** Start of Task data **

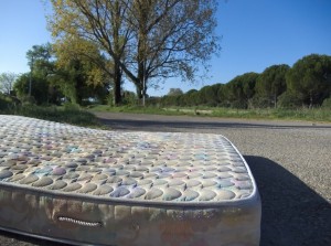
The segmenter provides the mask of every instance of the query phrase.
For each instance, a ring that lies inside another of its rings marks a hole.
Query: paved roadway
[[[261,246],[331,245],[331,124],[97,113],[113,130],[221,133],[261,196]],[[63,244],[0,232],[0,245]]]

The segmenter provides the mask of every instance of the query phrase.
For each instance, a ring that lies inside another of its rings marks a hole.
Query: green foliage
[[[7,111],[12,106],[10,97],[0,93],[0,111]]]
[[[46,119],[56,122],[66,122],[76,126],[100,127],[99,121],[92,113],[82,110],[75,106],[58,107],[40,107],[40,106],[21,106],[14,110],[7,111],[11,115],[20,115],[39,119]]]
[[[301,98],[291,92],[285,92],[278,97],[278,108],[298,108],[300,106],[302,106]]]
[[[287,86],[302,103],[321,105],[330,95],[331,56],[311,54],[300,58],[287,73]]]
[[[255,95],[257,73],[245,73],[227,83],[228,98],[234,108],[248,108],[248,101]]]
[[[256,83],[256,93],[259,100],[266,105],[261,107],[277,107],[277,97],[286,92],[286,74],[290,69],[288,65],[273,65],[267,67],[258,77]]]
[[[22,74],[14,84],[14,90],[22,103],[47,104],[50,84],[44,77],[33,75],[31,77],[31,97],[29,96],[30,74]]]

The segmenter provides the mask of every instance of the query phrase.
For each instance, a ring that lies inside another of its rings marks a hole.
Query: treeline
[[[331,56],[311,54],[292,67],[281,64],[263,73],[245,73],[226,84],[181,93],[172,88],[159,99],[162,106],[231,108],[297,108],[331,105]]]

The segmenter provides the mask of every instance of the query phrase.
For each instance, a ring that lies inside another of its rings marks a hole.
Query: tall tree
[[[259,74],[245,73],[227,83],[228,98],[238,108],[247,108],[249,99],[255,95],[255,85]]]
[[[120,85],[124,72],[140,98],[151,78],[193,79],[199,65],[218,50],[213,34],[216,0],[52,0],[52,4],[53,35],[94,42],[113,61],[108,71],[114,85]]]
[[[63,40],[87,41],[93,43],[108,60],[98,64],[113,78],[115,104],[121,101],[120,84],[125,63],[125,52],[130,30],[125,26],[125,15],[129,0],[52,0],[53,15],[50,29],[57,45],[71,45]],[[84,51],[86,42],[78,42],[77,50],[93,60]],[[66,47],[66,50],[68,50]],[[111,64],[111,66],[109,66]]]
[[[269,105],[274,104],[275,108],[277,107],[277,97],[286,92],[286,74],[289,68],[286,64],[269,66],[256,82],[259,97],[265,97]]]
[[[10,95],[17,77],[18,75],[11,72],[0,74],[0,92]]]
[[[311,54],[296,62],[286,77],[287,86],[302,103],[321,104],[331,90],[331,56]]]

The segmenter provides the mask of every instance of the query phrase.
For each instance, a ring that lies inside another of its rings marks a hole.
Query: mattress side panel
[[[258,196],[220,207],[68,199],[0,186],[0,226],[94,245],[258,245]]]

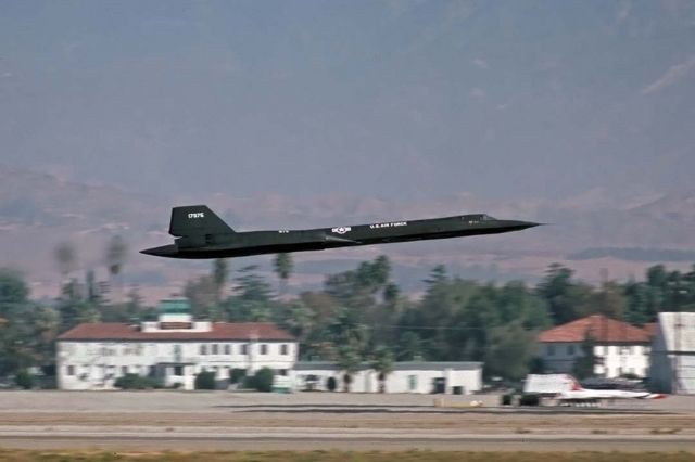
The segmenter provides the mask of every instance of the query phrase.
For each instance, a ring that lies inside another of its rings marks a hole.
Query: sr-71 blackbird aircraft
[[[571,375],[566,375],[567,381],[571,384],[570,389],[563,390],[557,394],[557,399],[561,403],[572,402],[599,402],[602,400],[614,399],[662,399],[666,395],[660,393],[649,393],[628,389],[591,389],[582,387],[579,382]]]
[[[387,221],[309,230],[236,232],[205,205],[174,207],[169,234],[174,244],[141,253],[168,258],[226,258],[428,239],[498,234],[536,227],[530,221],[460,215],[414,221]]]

** End of Task data **
** Start of Task data **

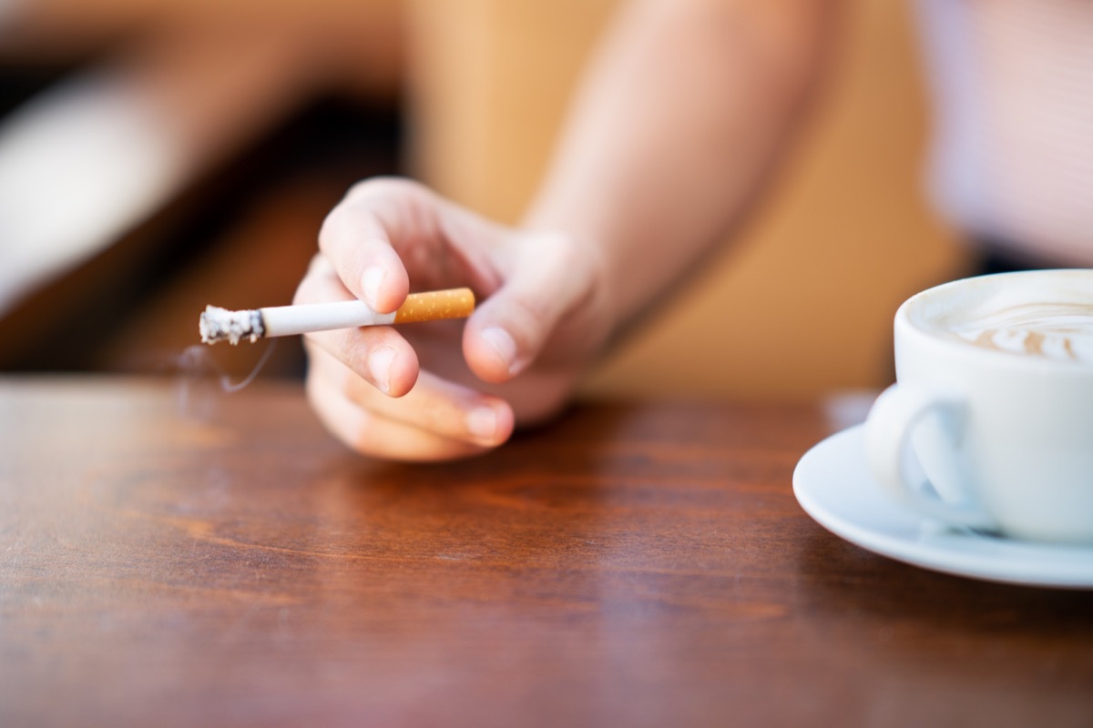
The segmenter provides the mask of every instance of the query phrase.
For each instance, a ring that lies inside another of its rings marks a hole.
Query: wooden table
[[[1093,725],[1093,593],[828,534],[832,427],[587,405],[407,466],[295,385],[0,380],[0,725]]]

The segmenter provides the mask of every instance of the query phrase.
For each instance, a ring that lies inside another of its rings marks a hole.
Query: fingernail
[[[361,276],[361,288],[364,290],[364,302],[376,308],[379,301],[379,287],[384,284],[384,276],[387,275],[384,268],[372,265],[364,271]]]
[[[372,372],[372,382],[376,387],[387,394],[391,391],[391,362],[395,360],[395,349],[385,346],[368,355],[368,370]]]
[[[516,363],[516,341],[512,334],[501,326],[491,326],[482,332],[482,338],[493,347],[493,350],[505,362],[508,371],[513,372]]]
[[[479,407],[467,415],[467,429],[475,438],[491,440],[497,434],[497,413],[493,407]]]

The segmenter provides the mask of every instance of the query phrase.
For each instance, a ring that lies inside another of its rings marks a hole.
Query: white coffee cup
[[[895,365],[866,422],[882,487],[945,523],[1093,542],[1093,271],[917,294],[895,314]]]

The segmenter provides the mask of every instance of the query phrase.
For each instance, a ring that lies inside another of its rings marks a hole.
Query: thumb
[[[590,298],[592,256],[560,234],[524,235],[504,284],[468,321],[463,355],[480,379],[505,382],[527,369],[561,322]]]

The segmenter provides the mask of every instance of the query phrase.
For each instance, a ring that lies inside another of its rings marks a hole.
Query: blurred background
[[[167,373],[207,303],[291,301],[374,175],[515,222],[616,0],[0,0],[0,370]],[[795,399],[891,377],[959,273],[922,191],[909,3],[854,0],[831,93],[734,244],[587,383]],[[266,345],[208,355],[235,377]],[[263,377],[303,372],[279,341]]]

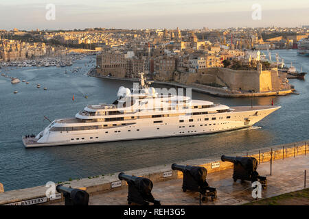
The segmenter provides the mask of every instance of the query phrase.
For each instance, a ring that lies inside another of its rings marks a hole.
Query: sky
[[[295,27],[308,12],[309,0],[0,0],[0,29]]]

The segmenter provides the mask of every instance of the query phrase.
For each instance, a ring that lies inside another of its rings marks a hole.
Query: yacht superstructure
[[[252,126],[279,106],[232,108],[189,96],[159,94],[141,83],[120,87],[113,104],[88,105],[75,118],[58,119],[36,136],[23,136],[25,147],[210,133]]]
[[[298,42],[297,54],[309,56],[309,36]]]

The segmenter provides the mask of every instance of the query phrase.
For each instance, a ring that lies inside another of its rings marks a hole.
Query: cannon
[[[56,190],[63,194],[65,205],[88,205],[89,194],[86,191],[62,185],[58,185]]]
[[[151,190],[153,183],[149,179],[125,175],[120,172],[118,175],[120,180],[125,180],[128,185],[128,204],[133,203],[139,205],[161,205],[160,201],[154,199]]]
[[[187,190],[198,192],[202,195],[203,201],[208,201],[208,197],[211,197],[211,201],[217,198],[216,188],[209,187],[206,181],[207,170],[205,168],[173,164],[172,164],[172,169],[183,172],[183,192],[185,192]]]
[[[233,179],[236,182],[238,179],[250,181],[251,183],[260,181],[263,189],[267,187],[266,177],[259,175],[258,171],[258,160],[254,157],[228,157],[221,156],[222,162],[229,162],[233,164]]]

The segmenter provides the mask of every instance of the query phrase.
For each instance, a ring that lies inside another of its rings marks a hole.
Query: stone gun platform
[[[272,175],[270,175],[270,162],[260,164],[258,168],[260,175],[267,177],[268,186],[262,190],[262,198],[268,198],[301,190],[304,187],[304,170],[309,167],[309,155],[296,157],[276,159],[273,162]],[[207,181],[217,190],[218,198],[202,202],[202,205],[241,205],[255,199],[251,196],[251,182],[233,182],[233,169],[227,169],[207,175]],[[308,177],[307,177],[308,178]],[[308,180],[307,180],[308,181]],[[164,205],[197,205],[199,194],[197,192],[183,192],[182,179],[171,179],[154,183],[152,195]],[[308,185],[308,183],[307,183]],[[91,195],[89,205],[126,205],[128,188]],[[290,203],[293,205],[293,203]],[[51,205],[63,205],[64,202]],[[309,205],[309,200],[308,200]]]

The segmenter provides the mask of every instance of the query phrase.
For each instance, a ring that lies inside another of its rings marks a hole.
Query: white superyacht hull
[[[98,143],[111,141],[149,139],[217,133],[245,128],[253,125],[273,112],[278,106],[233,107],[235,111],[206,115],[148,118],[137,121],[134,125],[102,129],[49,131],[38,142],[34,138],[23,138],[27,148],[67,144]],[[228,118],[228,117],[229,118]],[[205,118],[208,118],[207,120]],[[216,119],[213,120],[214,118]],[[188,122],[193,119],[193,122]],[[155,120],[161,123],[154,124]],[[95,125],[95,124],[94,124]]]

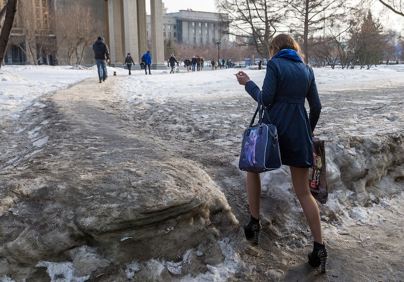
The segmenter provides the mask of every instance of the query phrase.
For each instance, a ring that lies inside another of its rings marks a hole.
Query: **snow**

** End of Task data **
** Start of Task data **

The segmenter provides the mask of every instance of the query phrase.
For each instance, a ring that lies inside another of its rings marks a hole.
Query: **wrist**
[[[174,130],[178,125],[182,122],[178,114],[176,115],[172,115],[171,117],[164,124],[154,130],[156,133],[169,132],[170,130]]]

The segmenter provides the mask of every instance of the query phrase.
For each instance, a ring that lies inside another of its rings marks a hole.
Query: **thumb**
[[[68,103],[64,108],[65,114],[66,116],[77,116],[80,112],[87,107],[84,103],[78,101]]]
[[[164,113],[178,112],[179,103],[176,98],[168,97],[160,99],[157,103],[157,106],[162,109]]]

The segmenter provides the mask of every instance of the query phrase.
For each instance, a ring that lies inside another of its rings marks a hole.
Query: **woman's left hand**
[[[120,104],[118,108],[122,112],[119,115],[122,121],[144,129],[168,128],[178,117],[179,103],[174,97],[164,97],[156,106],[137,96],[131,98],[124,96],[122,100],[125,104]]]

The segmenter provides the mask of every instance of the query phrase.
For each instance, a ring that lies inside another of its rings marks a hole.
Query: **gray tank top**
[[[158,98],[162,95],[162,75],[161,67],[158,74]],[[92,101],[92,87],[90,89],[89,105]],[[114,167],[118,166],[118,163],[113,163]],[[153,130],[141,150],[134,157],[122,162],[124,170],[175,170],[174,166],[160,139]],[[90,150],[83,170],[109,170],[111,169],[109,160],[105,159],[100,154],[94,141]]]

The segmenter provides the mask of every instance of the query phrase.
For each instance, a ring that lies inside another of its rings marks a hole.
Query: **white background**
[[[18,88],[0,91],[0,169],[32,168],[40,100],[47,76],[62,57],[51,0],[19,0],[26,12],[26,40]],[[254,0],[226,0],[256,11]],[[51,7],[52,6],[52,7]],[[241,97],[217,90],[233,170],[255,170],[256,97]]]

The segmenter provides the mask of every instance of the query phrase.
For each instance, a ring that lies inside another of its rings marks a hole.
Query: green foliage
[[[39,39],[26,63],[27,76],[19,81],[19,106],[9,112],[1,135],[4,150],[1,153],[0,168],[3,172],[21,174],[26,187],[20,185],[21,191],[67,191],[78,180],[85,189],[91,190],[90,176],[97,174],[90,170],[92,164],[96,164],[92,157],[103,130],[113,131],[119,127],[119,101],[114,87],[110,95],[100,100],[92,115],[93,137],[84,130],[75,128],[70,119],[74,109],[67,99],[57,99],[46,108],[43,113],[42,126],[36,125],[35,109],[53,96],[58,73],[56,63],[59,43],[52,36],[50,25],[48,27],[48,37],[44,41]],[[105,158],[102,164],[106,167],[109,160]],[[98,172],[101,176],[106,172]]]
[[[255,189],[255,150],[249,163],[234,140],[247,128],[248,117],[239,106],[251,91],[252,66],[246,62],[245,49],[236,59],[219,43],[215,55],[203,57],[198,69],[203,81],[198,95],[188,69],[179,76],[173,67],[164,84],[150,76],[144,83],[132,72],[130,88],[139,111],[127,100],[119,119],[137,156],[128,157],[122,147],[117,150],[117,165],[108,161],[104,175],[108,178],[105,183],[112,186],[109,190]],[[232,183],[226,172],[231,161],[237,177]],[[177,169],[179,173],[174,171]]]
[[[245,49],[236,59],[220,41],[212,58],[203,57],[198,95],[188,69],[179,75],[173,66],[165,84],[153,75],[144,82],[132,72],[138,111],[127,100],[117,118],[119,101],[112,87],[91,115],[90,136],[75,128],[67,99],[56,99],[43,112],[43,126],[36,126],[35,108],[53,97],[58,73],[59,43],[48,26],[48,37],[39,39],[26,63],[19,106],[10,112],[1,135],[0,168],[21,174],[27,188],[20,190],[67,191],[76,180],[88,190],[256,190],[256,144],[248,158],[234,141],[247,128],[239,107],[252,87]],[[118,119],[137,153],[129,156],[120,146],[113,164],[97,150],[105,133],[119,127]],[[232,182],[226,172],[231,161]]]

** End of Task data **

> **The task**
Collect each line from the rows above that contains the word "white".

> **Answer to the problem**
Query: white coffee cup
Query: white superyacht hull
Query: **white background**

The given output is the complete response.